■ THE PROBLEM ■
Copy every one of the entries below character for character, changing nothing.

┄┄┄┄┄┄

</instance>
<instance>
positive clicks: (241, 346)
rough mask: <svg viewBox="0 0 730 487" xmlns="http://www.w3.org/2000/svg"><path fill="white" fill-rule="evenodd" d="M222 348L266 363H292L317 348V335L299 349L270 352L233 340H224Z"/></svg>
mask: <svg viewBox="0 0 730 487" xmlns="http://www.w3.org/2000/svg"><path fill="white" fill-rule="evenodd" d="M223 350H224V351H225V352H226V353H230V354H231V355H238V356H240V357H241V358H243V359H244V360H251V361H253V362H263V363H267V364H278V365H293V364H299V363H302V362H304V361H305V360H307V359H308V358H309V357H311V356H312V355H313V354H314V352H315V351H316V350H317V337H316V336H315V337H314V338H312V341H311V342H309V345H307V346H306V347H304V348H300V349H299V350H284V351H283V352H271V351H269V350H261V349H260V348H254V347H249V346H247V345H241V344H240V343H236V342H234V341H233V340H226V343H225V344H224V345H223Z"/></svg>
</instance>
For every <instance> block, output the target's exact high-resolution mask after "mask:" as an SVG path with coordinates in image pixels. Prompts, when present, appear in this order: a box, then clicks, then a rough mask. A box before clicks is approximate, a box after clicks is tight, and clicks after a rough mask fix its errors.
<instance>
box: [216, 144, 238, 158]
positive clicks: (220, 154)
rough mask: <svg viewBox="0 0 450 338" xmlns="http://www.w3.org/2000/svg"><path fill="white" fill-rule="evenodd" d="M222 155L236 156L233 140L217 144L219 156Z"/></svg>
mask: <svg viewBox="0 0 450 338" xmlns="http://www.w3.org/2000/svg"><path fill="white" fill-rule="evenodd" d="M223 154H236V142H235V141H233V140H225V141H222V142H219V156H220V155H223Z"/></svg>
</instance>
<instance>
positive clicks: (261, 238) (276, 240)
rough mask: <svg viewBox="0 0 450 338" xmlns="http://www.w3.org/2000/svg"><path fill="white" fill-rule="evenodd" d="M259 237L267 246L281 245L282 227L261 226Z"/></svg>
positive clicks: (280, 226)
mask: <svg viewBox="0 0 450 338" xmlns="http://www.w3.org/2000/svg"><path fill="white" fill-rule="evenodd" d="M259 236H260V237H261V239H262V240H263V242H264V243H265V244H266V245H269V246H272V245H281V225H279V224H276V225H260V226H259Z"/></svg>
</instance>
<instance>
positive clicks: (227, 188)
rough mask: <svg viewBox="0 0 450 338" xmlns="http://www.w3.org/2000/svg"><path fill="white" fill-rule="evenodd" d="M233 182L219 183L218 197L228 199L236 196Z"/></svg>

┄┄┄┄┄┄

■ REPLY TO THE EXERCISE ■
</instance>
<instance>
positive clicks: (241, 346)
rough mask: <svg viewBox="0 0 730 487" xmlns="http://www.w3.org/2000/svg"><path fill="white" fill-rule="evenodd" d="M222 348L266 363H292L317 348V335L299 349L270 352L233 340H224Z"/></svg>
mask: <svg viewBox="0 0 730 487" xmlns="http://www.w3.org/2000/svg"><path fill="white" fill-rule="evenodd" d="M223 350H224V351H225V352H226V353H230V354H231V355H238V356H240V357H241V358H243V359H244V360H251V361H253V362H263V363H267V364H278V365H293V364H299V363H302V362H304V361H305V360H307V359H308V358H309V357H311V356H312V355H313V354H314V352H315V351H316V350H317V337H316V336H315V337H314V338H312V341H311V342H309V345H307V346H306V347H304V348H300V349H299V350H284V351H283V352H271V351H269V350H261V349H260V348H254V347H249V346H247V345H241V344H240V343H236V342H234V341H233V340H226V343H225V344H224V345H223Z"/></svg>
</instance>
For every <instance> block, output the target's exact high-resolution mask after "mask:" as an SVG path with coordinates in image pixels. Prompts, when present, appear in this order: a box, then clicks, then a rough mask. A box before clicks is approximate, a box after clicks is tight, and clicks after a rough mask fix its errors.
<instance>
box: [216, 144, 238, 158]
positive clicks: (220, 154)
rough mask: <svg viewBox="0 0 450 338" xmlns="http://www.w3.org/2000/svg"><path fill="white" fill-rule="evenodd" d="M222 155L236 156L233 140L217 144L219 156Z"/></svg>
mask: <svg viewBox="0 0 450 338" xmlns="http://www.w3.org/2000/svg"><path fill="white" fill-rule="evenodd" d="M223 154H236V142H235V141H233V140H225V141H222V142H219V156H220V155H223Z"/></svg>
</instance>
<instance>
positive clicks: (261, 238) (276, 240)
rough mask: <svg viewBox="0 0 450 338" xmlns="http://www.w3.org/2000/svg"><path fill="white" fill-rule="evenodd" d="M259 237L267 246L281 245L282 227L261 226Z"/></svg>
positive clicks: (280, 226)
mask: <svg viewBox="0 0 450 338" xmlns="http://www.w3.org/2000/svg"><path fill="white" fill-rule="evenodd" d="M259 236H260V237H261V239H262V240H263V242H264V243H265V244H266V245H269V246H272V245H281V225H279V224H276V225H260V226H259Z"/></svg>
</instance>
<instance>
positive clicks: (227, 188)
rough mask: <svg viewBox="0 0 450 338" xmlns="http://www.w3.org/2000/svg"><path fill="white" fill-rule="evenodd" d="M233 182L219 183L218 197L228 199L236 196Z"/></svg>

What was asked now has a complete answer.